BRIEF: Reproduce verbatim the part of the entries below that opens with the line containing "Q: Point out the bus headlight" and closes with the line containing "[271,82,279,101]", including both of those lines.

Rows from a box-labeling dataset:
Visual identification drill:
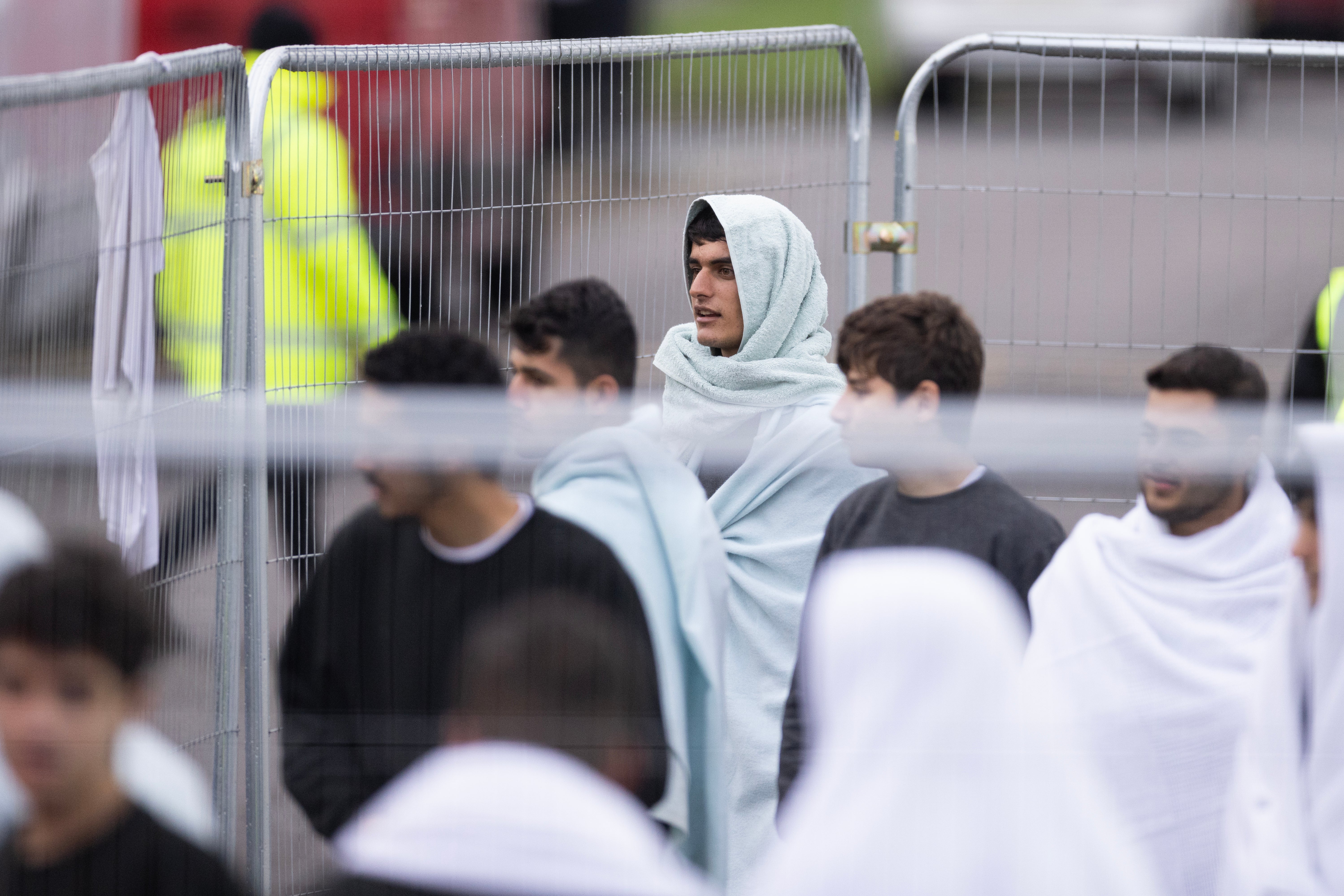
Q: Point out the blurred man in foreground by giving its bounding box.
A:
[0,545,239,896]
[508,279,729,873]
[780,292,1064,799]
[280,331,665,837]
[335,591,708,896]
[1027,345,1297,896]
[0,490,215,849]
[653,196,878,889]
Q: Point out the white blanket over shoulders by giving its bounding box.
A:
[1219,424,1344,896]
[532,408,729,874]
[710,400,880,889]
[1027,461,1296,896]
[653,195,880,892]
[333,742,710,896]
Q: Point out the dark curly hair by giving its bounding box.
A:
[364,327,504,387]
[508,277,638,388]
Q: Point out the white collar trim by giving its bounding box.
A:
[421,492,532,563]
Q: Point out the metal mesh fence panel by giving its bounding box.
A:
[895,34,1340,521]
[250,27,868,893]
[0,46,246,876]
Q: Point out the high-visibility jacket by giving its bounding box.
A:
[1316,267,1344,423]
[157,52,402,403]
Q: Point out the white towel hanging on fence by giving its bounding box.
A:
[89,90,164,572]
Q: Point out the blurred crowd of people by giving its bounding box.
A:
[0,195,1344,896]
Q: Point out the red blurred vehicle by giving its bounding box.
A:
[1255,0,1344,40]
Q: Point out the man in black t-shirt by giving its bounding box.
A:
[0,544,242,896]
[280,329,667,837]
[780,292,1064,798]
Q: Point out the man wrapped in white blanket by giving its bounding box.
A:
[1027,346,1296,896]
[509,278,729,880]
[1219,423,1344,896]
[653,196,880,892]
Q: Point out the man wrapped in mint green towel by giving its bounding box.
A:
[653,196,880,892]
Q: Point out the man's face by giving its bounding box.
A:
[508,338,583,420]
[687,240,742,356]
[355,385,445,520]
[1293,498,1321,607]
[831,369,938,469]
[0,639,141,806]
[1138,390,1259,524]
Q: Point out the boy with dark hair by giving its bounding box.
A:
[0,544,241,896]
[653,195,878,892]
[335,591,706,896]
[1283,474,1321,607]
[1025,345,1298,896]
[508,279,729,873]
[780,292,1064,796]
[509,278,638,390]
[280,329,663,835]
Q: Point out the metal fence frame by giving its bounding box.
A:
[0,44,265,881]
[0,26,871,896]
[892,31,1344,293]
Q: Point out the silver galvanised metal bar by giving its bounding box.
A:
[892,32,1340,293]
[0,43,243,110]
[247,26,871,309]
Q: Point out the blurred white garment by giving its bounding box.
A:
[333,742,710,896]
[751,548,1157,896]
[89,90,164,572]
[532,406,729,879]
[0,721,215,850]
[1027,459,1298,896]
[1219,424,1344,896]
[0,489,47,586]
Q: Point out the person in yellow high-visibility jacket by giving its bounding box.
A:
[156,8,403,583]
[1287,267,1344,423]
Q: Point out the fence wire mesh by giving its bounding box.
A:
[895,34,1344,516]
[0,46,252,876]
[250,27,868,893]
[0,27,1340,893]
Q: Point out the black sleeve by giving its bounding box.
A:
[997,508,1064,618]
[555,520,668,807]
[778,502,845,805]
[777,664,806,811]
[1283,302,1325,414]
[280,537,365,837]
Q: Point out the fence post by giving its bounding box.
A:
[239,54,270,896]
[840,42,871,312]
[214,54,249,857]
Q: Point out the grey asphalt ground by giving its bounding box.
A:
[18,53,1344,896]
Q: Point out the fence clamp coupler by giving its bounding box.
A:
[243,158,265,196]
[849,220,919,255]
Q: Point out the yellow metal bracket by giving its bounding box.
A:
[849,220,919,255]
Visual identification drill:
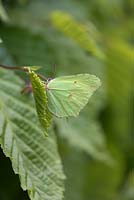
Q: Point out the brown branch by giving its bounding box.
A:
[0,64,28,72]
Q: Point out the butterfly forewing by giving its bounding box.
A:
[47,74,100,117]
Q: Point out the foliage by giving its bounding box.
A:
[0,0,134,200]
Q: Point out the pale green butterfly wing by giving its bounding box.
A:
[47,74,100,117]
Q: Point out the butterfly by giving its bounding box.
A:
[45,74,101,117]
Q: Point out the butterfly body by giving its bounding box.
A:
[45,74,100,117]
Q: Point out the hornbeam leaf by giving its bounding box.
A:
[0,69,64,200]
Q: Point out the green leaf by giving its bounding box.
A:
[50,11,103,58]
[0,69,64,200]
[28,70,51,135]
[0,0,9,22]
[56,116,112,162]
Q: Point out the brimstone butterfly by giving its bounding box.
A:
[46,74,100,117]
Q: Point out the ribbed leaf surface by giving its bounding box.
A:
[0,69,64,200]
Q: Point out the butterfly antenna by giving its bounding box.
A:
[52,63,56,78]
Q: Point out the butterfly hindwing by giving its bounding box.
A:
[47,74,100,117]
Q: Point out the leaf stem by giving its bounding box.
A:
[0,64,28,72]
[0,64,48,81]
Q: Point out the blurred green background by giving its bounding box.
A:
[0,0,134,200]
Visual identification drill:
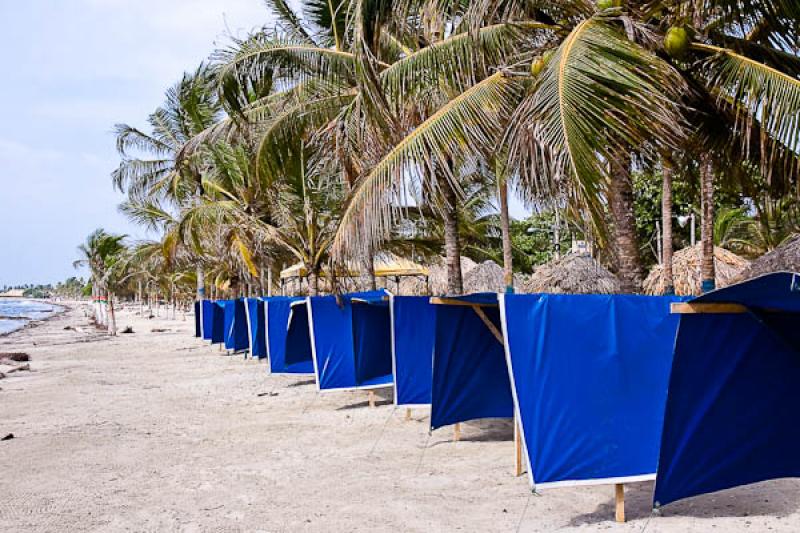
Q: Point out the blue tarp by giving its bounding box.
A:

--

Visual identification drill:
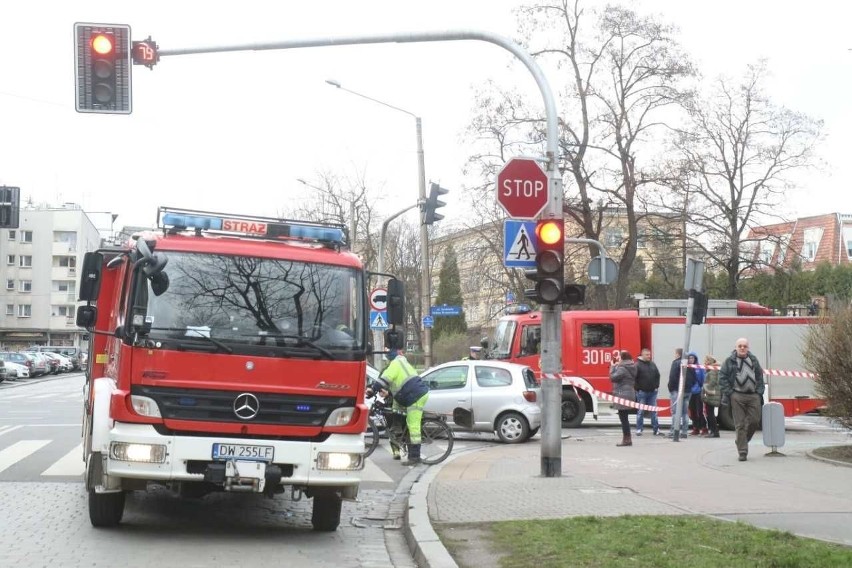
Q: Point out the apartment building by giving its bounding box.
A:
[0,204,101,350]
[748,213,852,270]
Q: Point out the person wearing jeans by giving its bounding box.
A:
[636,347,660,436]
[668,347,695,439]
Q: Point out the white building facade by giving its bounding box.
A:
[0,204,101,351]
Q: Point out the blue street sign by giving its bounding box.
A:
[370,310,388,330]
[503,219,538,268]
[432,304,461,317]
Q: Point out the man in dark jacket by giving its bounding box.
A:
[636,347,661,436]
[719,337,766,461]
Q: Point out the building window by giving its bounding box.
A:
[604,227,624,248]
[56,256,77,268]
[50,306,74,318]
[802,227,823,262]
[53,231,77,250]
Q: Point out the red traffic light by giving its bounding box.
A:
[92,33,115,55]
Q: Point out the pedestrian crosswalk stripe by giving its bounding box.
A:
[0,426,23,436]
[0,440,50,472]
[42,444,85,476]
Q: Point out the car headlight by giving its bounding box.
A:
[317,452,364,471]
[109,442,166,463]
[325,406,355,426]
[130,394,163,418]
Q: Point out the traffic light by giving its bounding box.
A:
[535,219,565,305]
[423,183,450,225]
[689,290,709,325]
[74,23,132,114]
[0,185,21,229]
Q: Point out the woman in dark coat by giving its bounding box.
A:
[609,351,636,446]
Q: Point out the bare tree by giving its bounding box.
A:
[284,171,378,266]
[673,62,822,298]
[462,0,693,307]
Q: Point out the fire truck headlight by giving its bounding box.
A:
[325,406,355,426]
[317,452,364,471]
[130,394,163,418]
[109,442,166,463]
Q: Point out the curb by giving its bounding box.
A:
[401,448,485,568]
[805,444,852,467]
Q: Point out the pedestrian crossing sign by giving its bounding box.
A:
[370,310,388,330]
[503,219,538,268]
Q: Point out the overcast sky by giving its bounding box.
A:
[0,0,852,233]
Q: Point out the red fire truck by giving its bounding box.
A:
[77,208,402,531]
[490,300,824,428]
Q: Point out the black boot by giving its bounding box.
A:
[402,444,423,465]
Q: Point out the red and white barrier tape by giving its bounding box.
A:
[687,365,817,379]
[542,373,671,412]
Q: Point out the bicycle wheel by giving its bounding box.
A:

* * *

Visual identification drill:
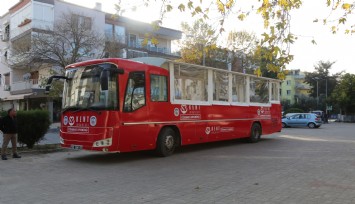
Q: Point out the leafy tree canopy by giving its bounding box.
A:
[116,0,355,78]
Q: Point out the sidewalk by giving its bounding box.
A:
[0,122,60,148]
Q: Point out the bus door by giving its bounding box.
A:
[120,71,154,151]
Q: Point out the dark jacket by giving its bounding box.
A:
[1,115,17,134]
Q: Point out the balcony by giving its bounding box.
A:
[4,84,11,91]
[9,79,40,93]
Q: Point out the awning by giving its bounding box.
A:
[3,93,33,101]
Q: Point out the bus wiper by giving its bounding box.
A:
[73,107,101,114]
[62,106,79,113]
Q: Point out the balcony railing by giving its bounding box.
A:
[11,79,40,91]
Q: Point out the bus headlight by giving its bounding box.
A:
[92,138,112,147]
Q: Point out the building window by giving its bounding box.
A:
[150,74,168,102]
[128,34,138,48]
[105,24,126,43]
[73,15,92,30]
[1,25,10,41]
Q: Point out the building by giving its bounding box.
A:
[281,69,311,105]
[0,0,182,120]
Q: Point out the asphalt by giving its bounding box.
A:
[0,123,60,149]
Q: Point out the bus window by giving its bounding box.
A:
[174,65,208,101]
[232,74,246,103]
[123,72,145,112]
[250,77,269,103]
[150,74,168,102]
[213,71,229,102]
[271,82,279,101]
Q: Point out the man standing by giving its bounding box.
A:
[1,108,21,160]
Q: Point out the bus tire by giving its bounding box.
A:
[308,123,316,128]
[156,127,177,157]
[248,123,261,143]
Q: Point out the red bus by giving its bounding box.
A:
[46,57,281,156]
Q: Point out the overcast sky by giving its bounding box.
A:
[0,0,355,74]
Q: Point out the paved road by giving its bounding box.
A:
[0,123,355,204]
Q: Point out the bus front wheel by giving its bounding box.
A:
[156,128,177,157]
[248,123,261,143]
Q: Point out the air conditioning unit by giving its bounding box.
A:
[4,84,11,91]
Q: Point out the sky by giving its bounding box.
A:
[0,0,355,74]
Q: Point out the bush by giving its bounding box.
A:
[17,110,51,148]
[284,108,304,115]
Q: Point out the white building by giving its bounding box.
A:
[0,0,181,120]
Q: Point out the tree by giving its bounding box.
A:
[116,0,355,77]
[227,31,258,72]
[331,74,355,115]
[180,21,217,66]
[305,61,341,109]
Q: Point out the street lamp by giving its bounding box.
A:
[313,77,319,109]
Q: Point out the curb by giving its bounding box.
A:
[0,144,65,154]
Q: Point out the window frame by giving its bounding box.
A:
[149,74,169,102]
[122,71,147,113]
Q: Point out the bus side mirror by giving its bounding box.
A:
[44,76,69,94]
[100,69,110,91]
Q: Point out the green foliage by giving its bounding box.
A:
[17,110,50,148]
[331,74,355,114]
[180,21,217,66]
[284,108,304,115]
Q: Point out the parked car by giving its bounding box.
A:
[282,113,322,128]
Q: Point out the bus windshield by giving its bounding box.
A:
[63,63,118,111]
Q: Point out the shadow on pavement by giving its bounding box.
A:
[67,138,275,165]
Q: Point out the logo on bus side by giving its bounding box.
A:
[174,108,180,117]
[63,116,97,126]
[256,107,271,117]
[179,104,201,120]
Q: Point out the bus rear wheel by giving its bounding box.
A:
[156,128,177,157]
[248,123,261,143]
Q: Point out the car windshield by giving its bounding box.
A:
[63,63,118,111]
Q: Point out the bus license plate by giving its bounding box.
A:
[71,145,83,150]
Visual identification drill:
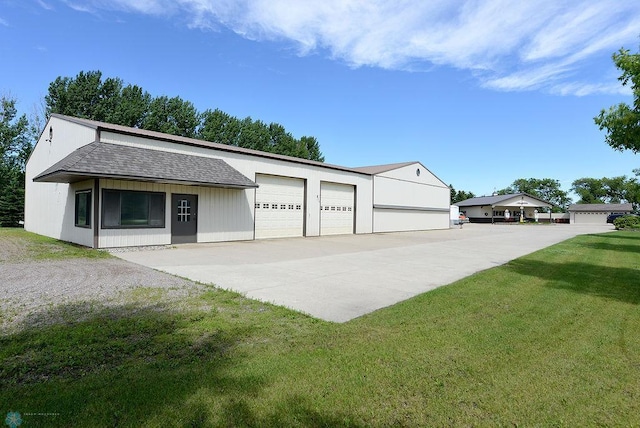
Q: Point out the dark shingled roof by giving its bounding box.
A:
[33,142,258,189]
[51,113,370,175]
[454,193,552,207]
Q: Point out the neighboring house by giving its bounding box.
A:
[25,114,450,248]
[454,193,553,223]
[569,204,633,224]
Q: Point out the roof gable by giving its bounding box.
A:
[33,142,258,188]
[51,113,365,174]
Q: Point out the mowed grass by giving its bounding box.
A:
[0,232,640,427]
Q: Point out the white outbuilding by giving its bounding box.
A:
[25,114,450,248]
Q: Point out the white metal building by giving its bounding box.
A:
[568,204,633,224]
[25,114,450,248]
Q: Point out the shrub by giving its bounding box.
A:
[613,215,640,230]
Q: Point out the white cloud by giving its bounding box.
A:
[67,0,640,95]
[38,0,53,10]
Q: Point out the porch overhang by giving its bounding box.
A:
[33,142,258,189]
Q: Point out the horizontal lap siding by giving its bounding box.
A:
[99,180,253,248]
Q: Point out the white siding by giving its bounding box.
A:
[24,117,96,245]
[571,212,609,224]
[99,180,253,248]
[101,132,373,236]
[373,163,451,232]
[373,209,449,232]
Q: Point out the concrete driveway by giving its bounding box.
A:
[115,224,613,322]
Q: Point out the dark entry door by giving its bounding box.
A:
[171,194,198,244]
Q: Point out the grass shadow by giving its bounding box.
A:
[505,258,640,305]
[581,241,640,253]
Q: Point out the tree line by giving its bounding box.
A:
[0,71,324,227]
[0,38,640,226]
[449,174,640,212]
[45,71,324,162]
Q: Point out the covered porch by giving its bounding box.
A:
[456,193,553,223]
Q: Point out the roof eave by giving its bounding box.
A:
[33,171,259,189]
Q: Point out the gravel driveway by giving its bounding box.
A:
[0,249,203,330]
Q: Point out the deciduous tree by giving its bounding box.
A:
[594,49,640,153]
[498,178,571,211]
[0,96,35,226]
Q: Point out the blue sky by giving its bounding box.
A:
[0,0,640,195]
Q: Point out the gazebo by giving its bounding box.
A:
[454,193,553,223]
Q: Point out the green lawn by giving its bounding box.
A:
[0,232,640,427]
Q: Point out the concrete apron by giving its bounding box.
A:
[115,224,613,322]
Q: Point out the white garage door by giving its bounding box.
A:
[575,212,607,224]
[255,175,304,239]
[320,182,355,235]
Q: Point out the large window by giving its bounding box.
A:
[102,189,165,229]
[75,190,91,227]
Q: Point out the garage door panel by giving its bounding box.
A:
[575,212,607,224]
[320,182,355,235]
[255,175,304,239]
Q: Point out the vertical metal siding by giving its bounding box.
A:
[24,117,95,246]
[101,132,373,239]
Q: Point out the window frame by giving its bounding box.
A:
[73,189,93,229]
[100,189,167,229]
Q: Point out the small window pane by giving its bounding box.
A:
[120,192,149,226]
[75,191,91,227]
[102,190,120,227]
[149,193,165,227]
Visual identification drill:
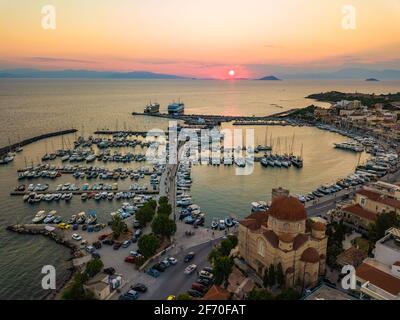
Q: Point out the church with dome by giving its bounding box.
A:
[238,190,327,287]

TASK SOLUTION:
Q: Point out the bus headlight by giving its bounding box.
A:
[92,138,112,147]
Q: Point out the building window by giving its bounding box.
A:
[150,74,168,102]
[128,34,138,48]
[105,24,126,43]
[73,15,92,30]
[1,25,10,41]
Q: Point out the building by giving its bounding box.
A:
[281,69,311,105]
[0,0,182,120]
Q: Point out the asphalt by giving its bounding box.
A:
[0,123,60,149]
Q: Point out the bus window by giving its bounding box.
A:
[174,65,208,101]
[232,74,246,103]
[123,72,145,112]
[250,77,269,103]
[150,74,168,102]
[213,71,229,102]
[271,82,279,101]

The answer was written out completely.